> [WORK INSTRUCTIONS]:
All entries below are to be retyped in full, precisely as they appear.

> [Dataset entries]:
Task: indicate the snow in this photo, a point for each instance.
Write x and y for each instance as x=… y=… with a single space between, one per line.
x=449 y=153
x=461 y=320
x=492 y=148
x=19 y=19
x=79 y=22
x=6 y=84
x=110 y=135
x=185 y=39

> [EXERCISE RESPONSE]:
Task: indicate the snow in this photo, a point for each instance.
Write x and y for each instance as x=… y=… with a single space between, one per line.
x=449 y=153
x=461 y=320
x=492 y=148
x=19 y=19
x=79 y=22
x=6 y=84
x=110 y=135
x=185 y=39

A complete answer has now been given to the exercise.